▶ [Problem set]
[1] In the passage on polio vaccine misinformation, how many views had the HUM News YouTube video received at the time the report was published?
[2] Write out the portion of the passage on polio vaccine misinformation between "Figure 20 shows" and "substantiate the claims.", inclusive.

▶ [Given text]
-.-.-

Figure 19 is a Facebook post that contains pictures of children who allegedly had reactions to the polio vaccine and were in “miserable conditions.” Officials in Peshawar reported that no child out of the 25,000 who had been brought to hospitals was kept overnight for observation. Though this particular post received relatively low levels of engagement, it is an example of the kind of messaging that allowed the false rumor that children had fallen sick after receiving the polio vaccine to proliferate.
Figure 20 shows a tweet (translated from Urdu to English) that links to a misleading report, which contains a video from a televised story posted initially on April 13, 2017, by the Pakistani professional news organizations ARY News. The tweet reiterates the rumor that 700 children had died or fallen ill after being vaccinated. Throughout the course of the day, varying numbers about the exact number of children who had allegedly fallen sick were shared in social media posts, pointing to clear confusion, chaos, and a lack of evidence to substantiate the claims.
Figure 21 is a screenshot from a YouTube video posted by HUM News, a professional news channel in Pakistan. The video had received more than 21,000 views at the time this report was published. Additionally, a common format of messaging throughout the day was to repost YouTube videos on Facebook.
Figure 22 is an Instagram post with a screenshot of an article originally uploaded by New York Daily News. The post claims that 230-plus children were suffering from nausea following their vaccinations, though that statistic is never mentioned in the article.
Within this particular format of messaging, another prominent theme emerges: amplification of the rumor by professional media. Figures 19, 20, and 21 all contain references to reporting done by official Pakistani news outlets, whose credibility in the eyes of Pakistani people potentially lent validity to the false rumors.
Anti-Western sentiment, “War on Islam,” and lack of faith in government
Figures 23, 24, and 25 show three tweets, all translated from Urdu, that were posted in Pakistan in the week following the April 22 incident. They discuss skepticism of the government’s ability to administer safe polio vaccines, as well as vaccinations in general as an attempt to “get something against the Muslims.”
Gunpoint vaccinations
Many social media posts included images of polio vaccinators being assisted by armed police officers, whose jobs involve ensuring the vaccinators’ safety, especially given that attacks targeting polio vaccinators are fairly common in Pakistan. The posts inaccurately conflate the weapons in the photograph with the idea of government oppression, suggesting, without basis, that polio vaccinators force parents into vaccinating their children.
Figures 26 and 27 show examples of gunpoint vaccination messaging that gained traction on social platforms before, during, and after the April 22 outbreak of misinformation.

-.-.-

(Natural-language object grounding records)
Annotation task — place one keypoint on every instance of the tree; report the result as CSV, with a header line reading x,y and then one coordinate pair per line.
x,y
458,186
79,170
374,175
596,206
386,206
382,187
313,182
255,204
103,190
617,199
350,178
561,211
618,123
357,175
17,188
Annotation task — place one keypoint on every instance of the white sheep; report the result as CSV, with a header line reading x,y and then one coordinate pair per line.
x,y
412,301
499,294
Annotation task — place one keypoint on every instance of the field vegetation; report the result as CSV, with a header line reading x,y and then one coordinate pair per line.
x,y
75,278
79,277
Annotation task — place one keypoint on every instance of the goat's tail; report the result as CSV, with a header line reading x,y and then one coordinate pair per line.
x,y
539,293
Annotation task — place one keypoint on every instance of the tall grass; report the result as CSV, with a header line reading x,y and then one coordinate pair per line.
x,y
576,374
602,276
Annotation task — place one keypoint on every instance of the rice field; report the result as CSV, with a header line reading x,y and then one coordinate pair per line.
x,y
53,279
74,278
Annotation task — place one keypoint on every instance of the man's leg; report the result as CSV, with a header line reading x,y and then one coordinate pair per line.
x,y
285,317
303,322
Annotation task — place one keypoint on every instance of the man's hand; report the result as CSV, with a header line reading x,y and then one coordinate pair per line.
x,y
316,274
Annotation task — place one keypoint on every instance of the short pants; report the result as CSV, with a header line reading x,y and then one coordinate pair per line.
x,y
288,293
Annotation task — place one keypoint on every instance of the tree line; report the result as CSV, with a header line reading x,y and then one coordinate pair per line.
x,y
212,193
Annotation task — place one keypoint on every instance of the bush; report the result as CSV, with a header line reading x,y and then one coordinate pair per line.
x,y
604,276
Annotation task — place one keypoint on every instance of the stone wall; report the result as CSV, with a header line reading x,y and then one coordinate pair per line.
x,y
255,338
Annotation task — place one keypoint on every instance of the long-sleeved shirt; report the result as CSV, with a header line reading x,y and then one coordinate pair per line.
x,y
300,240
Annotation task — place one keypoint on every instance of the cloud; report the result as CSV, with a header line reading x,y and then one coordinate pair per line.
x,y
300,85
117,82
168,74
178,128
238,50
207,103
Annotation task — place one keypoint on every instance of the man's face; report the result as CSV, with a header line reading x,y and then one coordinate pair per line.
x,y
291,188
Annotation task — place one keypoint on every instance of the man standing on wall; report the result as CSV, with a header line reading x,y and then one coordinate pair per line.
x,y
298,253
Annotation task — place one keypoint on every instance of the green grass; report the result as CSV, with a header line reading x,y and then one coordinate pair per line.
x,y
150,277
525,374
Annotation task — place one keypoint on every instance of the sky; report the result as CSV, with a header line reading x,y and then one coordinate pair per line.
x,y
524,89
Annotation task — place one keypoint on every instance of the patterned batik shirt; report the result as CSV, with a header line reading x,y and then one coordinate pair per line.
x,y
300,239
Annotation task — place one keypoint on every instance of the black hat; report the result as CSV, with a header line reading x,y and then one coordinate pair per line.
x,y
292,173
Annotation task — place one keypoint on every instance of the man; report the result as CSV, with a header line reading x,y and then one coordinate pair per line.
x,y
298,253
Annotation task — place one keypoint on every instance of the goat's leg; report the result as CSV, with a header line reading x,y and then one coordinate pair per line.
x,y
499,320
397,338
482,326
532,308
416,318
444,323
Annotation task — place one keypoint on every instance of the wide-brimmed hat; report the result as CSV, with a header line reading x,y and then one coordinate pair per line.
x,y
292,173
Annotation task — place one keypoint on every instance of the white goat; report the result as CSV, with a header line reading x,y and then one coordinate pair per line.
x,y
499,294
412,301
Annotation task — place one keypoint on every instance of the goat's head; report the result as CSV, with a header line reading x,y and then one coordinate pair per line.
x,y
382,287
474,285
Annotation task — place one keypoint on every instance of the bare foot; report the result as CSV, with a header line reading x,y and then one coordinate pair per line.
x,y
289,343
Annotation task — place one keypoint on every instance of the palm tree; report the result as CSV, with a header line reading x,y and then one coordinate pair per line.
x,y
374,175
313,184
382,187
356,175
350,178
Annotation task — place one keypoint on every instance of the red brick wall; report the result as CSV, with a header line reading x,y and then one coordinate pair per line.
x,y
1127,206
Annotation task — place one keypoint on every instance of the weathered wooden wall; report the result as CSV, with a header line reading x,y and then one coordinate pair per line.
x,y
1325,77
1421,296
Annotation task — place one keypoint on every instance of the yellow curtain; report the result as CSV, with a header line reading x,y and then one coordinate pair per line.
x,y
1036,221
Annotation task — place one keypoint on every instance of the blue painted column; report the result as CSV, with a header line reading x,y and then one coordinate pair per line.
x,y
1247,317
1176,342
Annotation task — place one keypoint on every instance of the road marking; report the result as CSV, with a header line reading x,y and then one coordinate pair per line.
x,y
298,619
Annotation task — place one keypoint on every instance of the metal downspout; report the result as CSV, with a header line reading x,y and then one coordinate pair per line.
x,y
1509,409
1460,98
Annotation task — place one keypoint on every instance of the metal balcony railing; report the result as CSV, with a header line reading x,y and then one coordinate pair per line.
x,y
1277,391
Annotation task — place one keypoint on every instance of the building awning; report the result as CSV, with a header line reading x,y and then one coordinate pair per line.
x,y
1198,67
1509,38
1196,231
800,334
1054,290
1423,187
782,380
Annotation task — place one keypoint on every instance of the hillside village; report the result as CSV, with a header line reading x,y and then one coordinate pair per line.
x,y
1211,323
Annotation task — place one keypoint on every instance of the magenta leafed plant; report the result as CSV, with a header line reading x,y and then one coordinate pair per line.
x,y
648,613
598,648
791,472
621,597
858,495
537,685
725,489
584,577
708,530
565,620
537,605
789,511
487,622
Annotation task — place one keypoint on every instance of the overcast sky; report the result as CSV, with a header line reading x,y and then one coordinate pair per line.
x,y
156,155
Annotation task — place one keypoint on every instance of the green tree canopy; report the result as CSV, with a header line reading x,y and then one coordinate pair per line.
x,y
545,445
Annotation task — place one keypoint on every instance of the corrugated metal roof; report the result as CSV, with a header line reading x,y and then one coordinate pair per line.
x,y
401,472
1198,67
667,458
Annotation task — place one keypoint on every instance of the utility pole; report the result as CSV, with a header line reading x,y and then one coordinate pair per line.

-.-.-

▶ [Solved tasks]
[1] More than 21,000 views.

[2]
Figure 20 shows a tweet (translated from Urdu to English) that links to a misleading report, which contains a video from a televised story posted initially on April 13, 2017, by the Pakistani professional news organizations ARY News. The tweet reiterates the rumor that 700 children had died or fallen ill after being vaccinated. Throughout the course of the day, varying numbers about the exact number of children who had allegedly fallen sick were shared in social media posts, pointing to clear confusion, chaos, and a lack of evidence to substantiate the claims.